* AIM OF THE TASK
Using the listing below, work out how many lines include the word "block". Only the number is to be given.

* GIVEN RECORDS

....................

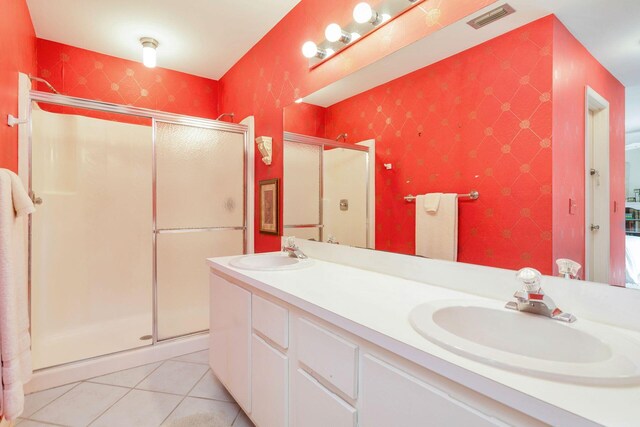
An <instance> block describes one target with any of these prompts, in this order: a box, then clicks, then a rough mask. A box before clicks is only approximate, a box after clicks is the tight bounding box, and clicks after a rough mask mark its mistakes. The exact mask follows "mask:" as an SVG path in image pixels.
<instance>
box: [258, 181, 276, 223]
mask: <svg viewBox="0 0 640 427" xmlns="http://www.w3.org/2000/svg"><path fill="white" fill-rule="evenodd" d="M258 184H259V189H260V233H264V234H275V235H278V234H280V227H279V212H278V206H279V202H280V199H279V195H280V191H279V187H280V179H278V178H274V179H266V180H263V181H260V182H259V183H258Z"/></svg>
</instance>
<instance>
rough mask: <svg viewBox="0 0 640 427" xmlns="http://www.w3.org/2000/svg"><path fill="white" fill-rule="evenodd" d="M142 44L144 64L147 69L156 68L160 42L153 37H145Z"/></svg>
mask: <svg viewBox="0 0 640 427" xmlns="http://www.w3.org/2000/svg"><path fill="white" fill-rule="evenodd" d="M140 43H141V44H142V63H143V64H144V66H145V67H147V68H155V66H156V62H157V58H156V49H157V48H158V41H157V40H156V39H153V38H151V37H143V38H141V39H140Z"/></svg>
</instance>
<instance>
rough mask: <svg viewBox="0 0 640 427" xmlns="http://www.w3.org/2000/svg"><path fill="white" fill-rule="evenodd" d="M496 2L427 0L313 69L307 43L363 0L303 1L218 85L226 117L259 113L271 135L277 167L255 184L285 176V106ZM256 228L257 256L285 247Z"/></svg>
mask: <svg viewBox="0 0 640 427" xmlns="http://www.w3.org/2000/svg"><path fill="white" fill-rule="evenodd" d="M494 1H495V0H458V1H455V2H451V1H445V0H428V1H427V2H425V3H423V4H422V5H420V6H419V7H415V8H414V9H412V10H411V11H410V12H409V13H406V14H404V15H402V16H401V17H400V18H398V19H396V20H395V21H392V22H391V23H389V24H388V25H386V26H384V27H383V28H381V29H380V30H378V31H376V32H374V33H373V34H372V35H371V36H369V37H366V38H365V39H363V40H361V41H360V42H359V43H357V44H355V45H353V46H352V47H350V48H349V49H346V50H345V51H343V52H341V53H340V54H338V55H336V56H335V57H334V58H332V59H331V60H329V61H327V62H325V63H324V64H322V65H320V66H319V67H317V68H315V69H314V70H312V71H310V70H309V69H308V63H307V60H306V59H305V58H304V57H303V56H302V54H301V52H300V48H301V46H302V44H303V43H304V42H305V41H306V40H317V39H318V38H320V37H322V35H323V34H324V29H325V27H326V26H327V25H328V24H329V23H330V22H333V21H336V22H343V21H344V20H346V19H347V17H348V16H349V15H350V14H351V12H352V10H353V7H354V6H355V4H356V3H357V1H356V0H353V1H344V0H302V1H301V2H300V3H299V4H298V5H297V6H296V7H295V8H294V9H293V10H292V11H291V12H290V13H289V14H288V15H287V16H285V17H284V18H283V19H282V20H281V21H280V22H279V23H278V24H277V25H276V26H275V27H274V28H273V29H272V30H271V31H270V32H269V33H268V34H267V35H265V37H263V38H262V40H260V41H259V42H258V43H257V44H256V45H255V46H254V47H253V48H252V49H251V50H250V51H249V52H248V53H247V54H246V55H245V56H243V57H242V59H240V61H238V63H236V64H235V65H234V66H233V67H232V68H231V70H229V71H228V72H227V73H226V74H225V75H224V76H223V78H222V79H221V80H220V87H221V96H220V111H233V112H234V113H235V114H236V116H237V117H246V116H250V115H253V116H255V118H256V136H260V135H266V136H271V137H273V151H274V153H273V161H272V164H271V166H265V165H264V164H262V162H260V161H257V162H256V165H257V166H256V180H257V181H259V180H263V179H268V178H282V126H283V125H282V107H283V106H285V105H288V104H290V103H292V102H293V101H294V100H295V99H297V98H299V97H301V96H304V95H307V94H310V93H313V92H314V91H316V90H317V89H319V88H321V87H323V86H325V85H327V84H328V83H331V82H334V81H336V80H339V79H341V78H342V77H344V76H346V75H348V74H350V73H352V72H353V71H355V70H357V69H360V68H362V67H365V66H366V65H368V64H370V63H372V62H374V61H376V60H378V59H380V58H382V57H384V56H386V55H387V54H389V53H391V52H394V51H395V50H397V49H399V48H401V47H403V46H406V45H408V44H410V43H412V42H414V41H416V40H418V39H420V38H422V37H424V36H426V35H428V34H430V33H431V32H433V31H436V30H437V29H438V28H441V27H442V26H445V25H447V24H449V23H451V22H455V21H457V20H459V19H461V18H463V17H465V16H467V15H469V14H470V13H472V12H474V11H476V10H478V9H480V8H482V7H484V6H486V5H488V4H491V3H493V2H494ZM256 197H257V196H256ZM256 203H257V200H256ZM280 207H281V208H282V202H281V205H280ZM280 212H282V209H280ZM280 220H282V217H281V218H280ZM255 226H256V251H258V252H263V251H269V250H275V249H278V248H279V247H280V238H279V237H277V236H270V235H265V234H260V233H259V232H258V228H257V220H256V223H255Z"/></svg>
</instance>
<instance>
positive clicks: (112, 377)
mask: <svg viewBox="0 0 640 427" xmlns="http://www.w3.org/2000/svg"><path fill="white" fill-rule="evenodd" d="M161 363H162V362H158V363H151V364H149V365H143V366H138V367H137V368H131V369H125V370H124V371H118V372H113V373H111V374H107V375H102V376H100V377H95V378H91V379H90V380H88V381H89V382H92V383H100V384H109V385H119V386H122V387H135V386H136V385H137V384H138V383H139V382H140V381H142V380H143V379H145V377H146V376H147V375H149V374H150V373H151V372H153V370H154V369H156V368H157V367H158V366H160V364H161Z"/></svg>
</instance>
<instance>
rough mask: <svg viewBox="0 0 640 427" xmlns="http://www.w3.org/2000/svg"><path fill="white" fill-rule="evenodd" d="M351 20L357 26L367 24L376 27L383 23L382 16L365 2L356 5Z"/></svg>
mask: <svg viewBox="0 0 640 427" xmlns="http://www.w3.org/2000/svg"><path fill="white" fill-rule="evenodd" d="M353 19H354V20H355V21H356V22H357V23H358V24H364V23H365V22H369V23H370V24H372V25H378V24H380V23H381V22H382V21H383V18H382V15H380V14H379V13H378V12H376V11H375V10H373V8H372V7H371V6H370V5H369V3H367V2H362V3H358V4H357V5H356V7H354V8H353Z"/></svg>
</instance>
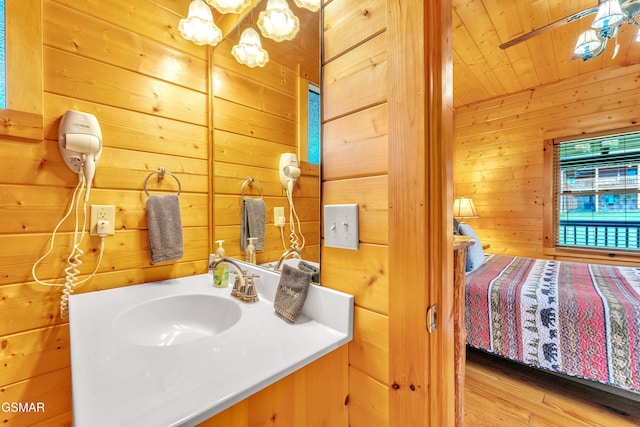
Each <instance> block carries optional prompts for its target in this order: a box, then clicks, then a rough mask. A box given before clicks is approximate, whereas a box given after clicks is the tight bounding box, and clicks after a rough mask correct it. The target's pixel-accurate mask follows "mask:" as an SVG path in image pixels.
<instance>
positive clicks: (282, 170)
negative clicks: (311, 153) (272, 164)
mask: <svg viewBox="0 0 640 427" xmlns="http://www.w3.org/2000/svg"><path fill="white" fill-rule="evenodd" d="M278 170H279V171H280V183H281V184H282V186H283V187H284V188H286V189H287V191H288V192H289V194H292V192H293V186H294V185H295V183H296V181H297V180H298V177H299V176H300V168H299V167H298V157H297V156H296V155H295V154H293V153H283V154H282V155H280V167H279V168H278Z"/></svg>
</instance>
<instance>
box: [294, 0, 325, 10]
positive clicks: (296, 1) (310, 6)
mask: <svg viewBox="0 0 640 427" xmlns="http://www.w3.org/2000/svg"><path fill="white" fill-rule="evenodd" d="M293 1H294V3H295V4H296V6H298V7H304V8H305V9H309V10H310V11H311V12H317V11H318V10H319V9H320V0H293Z"/></svg>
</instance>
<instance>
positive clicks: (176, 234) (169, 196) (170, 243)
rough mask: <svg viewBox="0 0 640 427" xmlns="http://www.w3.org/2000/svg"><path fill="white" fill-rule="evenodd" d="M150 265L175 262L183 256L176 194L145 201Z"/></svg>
mask: <svg viewBox="0 0 640 427" xmlns="http://www.w3.org/2000/svg"><path fill="white" fill-rule="evenodd" d="M147 221H148V223H149V257H150V258H151V264H158V263H160V262H168V261H176V260H179V259H181V258H182V256H183V239H182V218H181V217H180V201H179V200H178V196H177V195H176V194H171V195H168V196H156V195H153V194H152V195H151V196H149V198H148V199H147Z"/></svg>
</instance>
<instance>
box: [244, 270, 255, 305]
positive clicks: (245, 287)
mask: <svg viewBox="0 0 640 427" xmlns="http://www.w3.org/2000/svg"><path fill="white" fill-rule="evenodd" d="M258 277H260V275H259V274H251V275H249V276H245V279H244V280H245V287H244V292H243V293H242V295H241V298H242V300H243V301H244V302H258V293H257V292H256V287H255V285H254V284H253V279H256V278H258Z"/></svg>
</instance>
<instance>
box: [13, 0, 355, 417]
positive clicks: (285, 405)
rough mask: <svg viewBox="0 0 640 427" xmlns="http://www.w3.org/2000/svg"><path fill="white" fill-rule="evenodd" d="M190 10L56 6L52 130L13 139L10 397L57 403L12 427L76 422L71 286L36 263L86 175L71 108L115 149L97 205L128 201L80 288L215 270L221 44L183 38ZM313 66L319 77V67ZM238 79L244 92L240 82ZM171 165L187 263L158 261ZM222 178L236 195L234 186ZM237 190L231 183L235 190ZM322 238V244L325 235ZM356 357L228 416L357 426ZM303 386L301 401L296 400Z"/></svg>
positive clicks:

....................

* RESPONSE TO THE EXERCISE
2